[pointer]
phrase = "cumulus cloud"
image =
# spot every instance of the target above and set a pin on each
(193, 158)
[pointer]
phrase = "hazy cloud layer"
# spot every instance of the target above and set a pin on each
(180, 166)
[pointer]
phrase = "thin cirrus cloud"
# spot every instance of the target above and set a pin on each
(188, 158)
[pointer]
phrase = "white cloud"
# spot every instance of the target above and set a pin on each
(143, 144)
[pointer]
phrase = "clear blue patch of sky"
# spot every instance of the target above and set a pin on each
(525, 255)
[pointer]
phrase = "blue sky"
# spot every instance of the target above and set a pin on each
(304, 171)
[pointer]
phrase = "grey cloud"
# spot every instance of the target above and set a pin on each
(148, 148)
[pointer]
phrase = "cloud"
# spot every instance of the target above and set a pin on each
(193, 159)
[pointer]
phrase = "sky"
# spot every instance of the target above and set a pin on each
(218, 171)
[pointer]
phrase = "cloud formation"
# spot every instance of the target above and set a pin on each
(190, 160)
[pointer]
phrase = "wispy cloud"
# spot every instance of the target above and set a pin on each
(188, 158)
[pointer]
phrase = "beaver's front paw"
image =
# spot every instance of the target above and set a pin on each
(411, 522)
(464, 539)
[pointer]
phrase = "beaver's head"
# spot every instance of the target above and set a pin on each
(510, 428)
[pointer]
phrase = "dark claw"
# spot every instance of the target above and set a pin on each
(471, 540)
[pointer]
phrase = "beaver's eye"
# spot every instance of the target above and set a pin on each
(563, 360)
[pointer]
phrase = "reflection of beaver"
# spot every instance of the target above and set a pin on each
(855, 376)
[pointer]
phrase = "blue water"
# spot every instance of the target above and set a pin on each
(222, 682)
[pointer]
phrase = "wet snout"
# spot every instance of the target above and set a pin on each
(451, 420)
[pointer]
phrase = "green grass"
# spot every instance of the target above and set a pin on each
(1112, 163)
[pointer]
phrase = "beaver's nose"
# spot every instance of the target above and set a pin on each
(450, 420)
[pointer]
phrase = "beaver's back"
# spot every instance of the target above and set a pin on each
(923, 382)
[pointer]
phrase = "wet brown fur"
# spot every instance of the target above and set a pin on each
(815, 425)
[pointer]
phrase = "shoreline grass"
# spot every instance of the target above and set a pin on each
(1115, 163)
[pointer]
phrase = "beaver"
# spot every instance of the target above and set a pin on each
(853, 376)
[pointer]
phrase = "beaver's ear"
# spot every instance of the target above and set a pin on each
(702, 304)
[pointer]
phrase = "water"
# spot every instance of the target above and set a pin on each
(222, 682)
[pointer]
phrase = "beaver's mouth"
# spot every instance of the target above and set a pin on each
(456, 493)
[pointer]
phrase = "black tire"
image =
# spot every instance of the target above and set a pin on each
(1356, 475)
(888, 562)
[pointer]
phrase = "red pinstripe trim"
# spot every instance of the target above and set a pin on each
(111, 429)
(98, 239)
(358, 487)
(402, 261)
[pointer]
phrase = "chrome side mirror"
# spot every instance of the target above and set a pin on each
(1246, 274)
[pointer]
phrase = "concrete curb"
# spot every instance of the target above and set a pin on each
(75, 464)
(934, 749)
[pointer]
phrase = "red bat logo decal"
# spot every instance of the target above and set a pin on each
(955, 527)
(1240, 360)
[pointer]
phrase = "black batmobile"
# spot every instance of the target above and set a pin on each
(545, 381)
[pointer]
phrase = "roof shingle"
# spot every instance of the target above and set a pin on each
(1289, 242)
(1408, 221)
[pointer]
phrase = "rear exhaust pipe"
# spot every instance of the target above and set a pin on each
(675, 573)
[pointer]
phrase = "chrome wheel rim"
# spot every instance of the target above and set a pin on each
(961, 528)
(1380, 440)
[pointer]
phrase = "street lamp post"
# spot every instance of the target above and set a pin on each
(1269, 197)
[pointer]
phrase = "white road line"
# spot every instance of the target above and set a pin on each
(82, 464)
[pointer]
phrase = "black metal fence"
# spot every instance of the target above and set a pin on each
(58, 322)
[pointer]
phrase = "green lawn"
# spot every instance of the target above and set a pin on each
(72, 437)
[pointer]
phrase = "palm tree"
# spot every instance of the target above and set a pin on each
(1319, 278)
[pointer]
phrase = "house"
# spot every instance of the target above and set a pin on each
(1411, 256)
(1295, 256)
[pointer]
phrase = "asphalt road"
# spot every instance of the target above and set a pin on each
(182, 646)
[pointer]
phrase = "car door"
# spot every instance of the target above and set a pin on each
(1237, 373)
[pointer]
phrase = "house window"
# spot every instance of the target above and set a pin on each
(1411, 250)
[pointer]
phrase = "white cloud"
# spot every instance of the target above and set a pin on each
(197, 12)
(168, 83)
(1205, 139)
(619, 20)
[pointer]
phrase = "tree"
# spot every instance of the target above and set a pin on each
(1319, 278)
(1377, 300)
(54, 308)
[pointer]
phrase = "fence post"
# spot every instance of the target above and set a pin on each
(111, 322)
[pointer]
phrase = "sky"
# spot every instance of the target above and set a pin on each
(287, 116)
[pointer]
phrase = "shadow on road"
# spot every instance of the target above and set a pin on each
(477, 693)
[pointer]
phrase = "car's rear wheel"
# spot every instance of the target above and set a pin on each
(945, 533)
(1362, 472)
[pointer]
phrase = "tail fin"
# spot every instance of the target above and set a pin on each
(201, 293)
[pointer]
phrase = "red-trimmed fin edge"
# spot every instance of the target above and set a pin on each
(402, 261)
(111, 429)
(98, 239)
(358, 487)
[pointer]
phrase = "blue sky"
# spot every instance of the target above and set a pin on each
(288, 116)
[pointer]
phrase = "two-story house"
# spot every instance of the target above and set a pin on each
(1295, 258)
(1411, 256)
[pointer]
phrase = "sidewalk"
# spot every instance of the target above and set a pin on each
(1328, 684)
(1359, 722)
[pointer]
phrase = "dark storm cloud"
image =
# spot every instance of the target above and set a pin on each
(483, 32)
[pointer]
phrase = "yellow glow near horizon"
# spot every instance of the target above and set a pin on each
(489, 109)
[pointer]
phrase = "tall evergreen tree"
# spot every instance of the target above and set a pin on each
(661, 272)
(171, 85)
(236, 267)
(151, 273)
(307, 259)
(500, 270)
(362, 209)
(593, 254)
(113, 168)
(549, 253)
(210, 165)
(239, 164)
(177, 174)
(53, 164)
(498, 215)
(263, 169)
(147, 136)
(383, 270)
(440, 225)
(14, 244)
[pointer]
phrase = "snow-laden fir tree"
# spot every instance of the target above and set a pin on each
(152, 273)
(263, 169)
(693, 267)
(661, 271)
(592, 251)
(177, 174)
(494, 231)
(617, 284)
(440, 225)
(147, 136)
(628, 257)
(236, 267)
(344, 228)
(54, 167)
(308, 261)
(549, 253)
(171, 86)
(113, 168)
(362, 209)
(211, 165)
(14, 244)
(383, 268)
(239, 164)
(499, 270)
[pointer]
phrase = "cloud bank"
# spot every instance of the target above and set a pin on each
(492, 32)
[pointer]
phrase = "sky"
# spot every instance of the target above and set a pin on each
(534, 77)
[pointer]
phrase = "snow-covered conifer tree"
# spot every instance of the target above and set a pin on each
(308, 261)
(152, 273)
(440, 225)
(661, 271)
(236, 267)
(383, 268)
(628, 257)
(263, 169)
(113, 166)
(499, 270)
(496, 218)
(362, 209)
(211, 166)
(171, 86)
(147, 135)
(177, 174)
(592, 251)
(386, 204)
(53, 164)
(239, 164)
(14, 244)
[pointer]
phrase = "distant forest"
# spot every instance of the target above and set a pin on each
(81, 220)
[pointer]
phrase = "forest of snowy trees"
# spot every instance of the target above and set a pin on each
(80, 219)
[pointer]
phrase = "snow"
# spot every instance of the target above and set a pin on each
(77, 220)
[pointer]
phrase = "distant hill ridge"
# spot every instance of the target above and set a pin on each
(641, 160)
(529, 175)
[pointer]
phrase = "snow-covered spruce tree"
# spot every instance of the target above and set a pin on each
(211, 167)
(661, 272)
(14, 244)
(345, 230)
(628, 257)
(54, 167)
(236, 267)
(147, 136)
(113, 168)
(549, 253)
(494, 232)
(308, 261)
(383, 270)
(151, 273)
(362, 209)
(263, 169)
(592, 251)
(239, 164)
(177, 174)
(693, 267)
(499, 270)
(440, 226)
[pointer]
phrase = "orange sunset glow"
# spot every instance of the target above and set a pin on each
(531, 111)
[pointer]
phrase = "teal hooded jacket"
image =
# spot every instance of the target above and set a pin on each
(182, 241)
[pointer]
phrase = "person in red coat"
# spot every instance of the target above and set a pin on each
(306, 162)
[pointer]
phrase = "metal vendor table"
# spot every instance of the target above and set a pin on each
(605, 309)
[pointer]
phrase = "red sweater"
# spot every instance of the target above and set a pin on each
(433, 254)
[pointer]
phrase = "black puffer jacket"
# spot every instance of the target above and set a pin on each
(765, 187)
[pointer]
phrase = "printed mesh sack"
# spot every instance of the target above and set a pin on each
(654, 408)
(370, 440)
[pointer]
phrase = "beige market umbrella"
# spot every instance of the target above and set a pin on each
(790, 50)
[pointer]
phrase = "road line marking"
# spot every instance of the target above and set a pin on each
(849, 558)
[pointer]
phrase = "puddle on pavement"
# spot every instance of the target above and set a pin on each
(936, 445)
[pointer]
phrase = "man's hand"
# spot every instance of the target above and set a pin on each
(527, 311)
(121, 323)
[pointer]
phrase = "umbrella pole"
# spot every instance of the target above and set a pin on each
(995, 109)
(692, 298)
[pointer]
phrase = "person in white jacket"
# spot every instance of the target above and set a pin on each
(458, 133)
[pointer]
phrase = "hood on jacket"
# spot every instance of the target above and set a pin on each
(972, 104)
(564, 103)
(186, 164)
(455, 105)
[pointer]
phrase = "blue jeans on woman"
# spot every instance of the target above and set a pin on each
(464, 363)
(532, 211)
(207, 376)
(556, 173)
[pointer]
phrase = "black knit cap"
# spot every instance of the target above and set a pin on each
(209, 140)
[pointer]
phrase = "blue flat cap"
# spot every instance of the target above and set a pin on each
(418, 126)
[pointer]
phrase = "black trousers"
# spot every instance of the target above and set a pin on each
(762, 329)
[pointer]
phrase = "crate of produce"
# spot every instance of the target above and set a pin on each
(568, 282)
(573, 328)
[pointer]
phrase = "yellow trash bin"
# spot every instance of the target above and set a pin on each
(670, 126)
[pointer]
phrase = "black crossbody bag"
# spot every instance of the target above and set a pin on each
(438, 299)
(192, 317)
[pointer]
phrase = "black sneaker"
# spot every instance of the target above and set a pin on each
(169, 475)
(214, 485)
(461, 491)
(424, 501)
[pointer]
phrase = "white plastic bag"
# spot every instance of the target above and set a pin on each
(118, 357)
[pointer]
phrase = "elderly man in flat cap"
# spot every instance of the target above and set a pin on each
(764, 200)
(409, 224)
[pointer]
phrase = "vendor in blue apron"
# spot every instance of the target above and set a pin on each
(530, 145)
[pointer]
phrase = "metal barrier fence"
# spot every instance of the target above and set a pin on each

* * *

Your task: Looking only at the listing, say how many lines include "post"; reply with the number alone.

Solution for this task: 2